- **TASK REQUIREMENTS**
Count the lines of the material below that contain the string "woman", matching case exactly. Give only the number.

- **LISTED ENTRIES**
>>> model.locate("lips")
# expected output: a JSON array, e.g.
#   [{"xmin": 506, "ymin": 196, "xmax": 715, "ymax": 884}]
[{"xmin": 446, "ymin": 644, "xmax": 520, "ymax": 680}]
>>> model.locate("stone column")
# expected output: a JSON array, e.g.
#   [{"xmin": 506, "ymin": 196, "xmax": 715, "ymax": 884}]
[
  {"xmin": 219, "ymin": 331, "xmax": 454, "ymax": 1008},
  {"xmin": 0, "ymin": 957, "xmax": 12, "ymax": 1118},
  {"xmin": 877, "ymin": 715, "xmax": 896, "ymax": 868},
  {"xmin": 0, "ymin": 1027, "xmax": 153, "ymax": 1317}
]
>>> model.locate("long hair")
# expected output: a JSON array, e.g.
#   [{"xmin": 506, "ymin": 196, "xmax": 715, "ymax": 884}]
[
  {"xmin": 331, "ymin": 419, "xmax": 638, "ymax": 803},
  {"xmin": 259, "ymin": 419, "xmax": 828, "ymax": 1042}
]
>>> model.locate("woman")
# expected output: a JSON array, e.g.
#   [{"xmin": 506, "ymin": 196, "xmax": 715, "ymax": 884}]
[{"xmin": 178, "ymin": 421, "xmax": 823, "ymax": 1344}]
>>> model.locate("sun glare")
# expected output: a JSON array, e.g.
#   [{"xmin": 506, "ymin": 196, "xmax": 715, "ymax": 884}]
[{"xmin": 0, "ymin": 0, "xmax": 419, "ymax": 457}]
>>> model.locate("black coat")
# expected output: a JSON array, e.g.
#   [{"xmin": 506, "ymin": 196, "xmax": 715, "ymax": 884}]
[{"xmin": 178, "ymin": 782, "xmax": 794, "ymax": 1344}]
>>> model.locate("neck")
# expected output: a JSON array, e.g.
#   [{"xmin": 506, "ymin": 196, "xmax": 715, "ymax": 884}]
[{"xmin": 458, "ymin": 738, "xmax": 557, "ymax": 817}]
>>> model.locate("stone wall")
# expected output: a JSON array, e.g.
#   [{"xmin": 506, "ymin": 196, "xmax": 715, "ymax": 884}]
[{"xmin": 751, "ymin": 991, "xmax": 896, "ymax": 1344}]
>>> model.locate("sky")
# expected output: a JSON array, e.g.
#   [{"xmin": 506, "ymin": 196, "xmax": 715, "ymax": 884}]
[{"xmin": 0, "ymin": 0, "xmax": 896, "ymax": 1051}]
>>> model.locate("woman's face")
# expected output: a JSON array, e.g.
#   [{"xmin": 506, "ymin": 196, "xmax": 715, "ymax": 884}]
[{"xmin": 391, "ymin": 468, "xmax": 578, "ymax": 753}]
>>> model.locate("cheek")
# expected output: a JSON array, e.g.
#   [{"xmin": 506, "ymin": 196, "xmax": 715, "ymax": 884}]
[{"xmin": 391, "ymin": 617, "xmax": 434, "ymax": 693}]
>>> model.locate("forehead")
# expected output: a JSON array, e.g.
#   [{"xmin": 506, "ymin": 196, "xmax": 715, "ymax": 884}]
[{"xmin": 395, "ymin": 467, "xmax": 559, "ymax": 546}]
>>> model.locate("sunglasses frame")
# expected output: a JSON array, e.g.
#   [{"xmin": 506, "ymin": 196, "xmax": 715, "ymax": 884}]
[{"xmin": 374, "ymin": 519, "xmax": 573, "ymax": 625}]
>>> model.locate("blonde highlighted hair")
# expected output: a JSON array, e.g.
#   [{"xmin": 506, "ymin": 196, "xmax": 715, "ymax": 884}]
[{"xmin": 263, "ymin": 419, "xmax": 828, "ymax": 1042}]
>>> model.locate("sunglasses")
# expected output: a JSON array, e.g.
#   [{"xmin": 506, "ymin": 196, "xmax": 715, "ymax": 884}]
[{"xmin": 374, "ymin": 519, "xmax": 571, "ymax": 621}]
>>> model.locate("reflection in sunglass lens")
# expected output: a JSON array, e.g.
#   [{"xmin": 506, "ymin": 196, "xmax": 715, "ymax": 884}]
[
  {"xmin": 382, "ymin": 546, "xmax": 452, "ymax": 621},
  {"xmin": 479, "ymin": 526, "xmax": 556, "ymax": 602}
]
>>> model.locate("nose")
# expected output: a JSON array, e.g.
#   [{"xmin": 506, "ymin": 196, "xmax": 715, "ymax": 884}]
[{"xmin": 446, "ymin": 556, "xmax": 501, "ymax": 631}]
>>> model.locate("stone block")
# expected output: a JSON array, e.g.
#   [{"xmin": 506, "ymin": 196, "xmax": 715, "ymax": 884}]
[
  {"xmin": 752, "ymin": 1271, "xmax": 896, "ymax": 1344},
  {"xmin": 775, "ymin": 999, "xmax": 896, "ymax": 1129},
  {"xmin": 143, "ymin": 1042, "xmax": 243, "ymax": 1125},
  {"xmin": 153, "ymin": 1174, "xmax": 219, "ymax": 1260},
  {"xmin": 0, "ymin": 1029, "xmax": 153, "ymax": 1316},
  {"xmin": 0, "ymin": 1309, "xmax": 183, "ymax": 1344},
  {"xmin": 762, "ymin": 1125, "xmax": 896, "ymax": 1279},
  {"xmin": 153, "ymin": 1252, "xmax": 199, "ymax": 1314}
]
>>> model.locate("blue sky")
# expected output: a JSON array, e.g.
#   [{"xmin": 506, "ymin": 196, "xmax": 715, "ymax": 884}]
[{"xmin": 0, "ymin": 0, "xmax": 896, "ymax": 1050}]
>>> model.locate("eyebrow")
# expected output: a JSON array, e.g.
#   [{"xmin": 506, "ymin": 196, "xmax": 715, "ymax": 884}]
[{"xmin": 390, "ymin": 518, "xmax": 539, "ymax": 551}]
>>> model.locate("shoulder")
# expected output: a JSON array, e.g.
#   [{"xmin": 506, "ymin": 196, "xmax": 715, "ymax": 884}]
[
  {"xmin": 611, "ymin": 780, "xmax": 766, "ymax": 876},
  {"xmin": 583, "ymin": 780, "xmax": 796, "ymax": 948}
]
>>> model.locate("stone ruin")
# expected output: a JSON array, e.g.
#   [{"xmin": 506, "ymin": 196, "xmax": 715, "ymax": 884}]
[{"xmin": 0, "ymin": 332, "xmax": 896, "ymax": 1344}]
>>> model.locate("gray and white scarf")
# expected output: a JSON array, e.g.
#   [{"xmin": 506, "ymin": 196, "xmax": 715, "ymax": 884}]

- **SOLUTION TO THIS EXERCISE**
2